**Given exercise:**
Read the forum thread about the salon haircut below and decide whether each statement agrees with it. For each, answer yes or no and quote the deciding words. 1. The stylist charged the poster for the cut. 2. The poster has had hair cut in this style before. 3. The poster plans to sue the salon.

**Page:**

::::

# HELP!!! Salon messed up my hair!



## Adrastea (Jun 21, 2009)

So I have naturally curly hair and I went in for a trim and asked the lady to add in some more layers because I love the way layers make my curls fall.
Well, the girl was a bit younger and very "trendy" and I guess assumed that I wanted the scene hair do where it's very short on top and long on the bottom.
Now, don't get me wrong. I love that style and I can rock it, and I have had my hair cut that way in the past.
The problem is that I finally learned to love my curls and now I'm stuck with my hair like this. I don't want to have to straighten it every day, but I'm going to.
I'm not going to go back and sue the salon or anything because that's not me at all. The girl that did my hair told me I didn't have to pay because she felt so bad.
I just want some advice on what I can do with my hair without the heat and damage.
I'm about to start working a fulltime job and can't fry it every single day.
Any ideas?


----------



## gildedangel (Jun 21, 2009)

Could you post a picture? That would help a lot!


----------



## Adrastea (Jun 21, 2009)

Yeah. This is it if I actually straighten and style it.
But the layers are so short up top that if I let it curl I might resemble a mushroom.


----------



## LostinBubbles (Jun 21, 2009)

::::

**Data rows:**
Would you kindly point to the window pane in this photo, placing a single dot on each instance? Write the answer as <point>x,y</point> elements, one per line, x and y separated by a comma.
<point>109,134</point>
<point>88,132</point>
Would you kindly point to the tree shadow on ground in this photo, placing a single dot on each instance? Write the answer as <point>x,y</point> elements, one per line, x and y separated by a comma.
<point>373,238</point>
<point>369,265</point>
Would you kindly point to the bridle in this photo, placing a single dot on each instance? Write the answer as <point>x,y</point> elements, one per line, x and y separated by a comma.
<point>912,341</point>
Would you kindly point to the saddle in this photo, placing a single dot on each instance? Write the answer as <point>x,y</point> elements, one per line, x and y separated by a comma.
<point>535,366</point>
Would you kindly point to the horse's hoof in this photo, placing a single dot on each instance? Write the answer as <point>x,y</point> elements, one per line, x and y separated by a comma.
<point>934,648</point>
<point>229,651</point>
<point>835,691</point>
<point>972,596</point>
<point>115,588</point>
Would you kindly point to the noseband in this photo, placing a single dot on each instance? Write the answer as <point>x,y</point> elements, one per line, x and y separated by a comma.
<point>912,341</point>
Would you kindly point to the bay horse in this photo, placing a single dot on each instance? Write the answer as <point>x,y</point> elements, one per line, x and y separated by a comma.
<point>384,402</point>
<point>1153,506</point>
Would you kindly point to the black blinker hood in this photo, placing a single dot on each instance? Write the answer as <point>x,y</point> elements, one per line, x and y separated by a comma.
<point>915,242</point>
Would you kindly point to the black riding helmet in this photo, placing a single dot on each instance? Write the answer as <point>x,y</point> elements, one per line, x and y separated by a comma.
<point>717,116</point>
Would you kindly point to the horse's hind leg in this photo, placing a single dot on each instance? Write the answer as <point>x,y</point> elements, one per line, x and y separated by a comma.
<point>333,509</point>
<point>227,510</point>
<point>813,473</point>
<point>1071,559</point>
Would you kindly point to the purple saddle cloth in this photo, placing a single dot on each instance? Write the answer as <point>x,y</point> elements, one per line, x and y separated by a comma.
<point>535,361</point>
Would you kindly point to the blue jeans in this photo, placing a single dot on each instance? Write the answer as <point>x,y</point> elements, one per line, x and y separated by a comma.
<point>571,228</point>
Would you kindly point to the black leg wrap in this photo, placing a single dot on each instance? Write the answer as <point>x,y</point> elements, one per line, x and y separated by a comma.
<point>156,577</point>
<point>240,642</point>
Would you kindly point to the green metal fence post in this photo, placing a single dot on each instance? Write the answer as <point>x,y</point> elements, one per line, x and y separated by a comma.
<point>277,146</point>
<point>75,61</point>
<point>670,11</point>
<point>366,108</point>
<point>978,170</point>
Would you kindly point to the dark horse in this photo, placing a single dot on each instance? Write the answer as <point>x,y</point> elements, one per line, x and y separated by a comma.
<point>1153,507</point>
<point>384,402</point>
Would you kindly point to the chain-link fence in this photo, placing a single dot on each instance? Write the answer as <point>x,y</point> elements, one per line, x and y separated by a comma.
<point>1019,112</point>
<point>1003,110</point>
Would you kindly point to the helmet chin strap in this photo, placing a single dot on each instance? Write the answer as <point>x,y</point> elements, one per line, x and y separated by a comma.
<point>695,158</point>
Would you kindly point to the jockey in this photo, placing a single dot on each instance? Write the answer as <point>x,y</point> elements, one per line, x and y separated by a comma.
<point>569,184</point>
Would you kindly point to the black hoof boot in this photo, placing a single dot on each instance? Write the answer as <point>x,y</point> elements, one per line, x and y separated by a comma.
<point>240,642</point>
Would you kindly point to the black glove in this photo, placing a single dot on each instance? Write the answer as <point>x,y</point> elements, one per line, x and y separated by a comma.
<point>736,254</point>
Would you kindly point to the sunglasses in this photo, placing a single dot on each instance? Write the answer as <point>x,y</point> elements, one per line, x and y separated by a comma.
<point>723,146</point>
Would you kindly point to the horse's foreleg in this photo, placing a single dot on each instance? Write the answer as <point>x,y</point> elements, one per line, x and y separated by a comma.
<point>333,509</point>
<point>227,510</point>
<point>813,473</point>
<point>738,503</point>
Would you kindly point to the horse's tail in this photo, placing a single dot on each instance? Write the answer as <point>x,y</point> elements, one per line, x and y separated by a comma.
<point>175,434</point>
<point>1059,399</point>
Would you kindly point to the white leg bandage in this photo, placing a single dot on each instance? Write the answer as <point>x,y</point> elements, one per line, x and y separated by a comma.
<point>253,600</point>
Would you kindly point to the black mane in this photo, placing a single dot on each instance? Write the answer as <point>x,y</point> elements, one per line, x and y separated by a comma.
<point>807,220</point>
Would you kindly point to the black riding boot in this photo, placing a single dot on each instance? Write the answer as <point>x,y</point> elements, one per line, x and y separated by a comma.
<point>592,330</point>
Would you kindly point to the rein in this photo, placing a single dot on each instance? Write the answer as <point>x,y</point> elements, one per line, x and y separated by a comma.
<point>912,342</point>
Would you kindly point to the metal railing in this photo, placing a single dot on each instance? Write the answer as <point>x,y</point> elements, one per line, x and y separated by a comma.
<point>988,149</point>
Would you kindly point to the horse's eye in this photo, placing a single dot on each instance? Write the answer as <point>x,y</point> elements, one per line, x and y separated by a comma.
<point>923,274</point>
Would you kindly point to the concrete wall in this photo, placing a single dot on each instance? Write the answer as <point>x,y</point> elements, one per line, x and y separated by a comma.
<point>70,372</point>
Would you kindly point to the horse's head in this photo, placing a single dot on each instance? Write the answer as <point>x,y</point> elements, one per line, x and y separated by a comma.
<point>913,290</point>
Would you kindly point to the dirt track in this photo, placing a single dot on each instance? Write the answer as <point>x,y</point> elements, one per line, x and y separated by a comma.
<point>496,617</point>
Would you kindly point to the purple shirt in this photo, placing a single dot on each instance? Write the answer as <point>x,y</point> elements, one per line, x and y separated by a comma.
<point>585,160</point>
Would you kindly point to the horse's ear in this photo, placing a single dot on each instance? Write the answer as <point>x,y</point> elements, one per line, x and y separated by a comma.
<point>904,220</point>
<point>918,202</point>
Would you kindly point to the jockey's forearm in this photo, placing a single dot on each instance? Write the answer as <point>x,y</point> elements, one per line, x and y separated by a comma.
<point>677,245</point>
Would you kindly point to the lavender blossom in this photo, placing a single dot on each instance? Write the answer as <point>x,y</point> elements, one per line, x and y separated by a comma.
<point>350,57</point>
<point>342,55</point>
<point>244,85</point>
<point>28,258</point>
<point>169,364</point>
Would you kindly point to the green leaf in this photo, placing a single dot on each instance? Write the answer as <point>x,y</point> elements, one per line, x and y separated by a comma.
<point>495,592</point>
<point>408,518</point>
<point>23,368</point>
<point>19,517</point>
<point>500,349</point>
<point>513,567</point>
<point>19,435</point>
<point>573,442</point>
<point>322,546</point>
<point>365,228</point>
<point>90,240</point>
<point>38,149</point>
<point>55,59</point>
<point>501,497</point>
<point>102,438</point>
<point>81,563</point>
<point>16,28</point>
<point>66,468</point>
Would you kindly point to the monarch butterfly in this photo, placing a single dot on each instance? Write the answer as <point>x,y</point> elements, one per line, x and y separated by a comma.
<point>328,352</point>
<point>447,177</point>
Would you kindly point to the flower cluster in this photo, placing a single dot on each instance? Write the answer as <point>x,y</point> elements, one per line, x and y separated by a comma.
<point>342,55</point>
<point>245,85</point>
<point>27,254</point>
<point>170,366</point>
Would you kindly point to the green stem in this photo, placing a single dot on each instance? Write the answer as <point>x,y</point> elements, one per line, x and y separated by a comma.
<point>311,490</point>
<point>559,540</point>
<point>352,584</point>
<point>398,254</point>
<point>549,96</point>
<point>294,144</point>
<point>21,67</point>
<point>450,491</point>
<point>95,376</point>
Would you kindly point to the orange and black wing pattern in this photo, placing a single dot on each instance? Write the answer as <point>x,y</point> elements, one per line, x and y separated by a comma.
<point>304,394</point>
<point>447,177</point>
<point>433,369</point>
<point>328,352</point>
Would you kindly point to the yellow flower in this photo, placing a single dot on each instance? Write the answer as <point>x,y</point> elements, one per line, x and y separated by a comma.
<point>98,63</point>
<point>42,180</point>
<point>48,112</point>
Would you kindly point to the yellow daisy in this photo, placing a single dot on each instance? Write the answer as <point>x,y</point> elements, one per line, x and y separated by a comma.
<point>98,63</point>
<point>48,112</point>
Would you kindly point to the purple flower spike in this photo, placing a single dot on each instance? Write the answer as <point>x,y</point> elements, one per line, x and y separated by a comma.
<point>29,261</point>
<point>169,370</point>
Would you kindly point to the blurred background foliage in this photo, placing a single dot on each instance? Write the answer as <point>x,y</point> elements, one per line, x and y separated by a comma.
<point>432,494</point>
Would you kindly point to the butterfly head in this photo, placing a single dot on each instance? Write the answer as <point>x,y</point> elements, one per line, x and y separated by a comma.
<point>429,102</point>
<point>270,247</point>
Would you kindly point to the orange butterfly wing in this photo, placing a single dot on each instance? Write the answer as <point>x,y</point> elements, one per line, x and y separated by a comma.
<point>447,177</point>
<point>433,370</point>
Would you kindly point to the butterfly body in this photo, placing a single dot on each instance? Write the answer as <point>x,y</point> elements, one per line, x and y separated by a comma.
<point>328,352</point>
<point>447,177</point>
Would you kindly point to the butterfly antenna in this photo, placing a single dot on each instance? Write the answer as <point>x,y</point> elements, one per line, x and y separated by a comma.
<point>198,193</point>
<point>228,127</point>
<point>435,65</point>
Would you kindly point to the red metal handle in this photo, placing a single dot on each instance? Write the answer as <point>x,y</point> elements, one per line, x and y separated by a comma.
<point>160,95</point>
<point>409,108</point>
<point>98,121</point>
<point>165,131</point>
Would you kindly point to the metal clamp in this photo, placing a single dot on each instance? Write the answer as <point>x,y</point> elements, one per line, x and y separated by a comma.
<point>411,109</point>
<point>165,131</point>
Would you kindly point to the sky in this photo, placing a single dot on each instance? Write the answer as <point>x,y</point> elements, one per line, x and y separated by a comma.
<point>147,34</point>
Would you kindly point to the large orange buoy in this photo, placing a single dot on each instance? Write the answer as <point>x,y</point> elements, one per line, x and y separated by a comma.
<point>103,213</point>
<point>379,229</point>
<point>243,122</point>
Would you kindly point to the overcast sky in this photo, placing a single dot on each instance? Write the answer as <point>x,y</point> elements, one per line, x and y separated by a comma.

::::

**Result of the exercise:**
1. No: "The girl that did my hair told me I didn't have to pay because she felt so bad."
2. Yes: "I have had my hair cut that way in the past."
3. No: "I'm not going to go back and sue the salon or anything"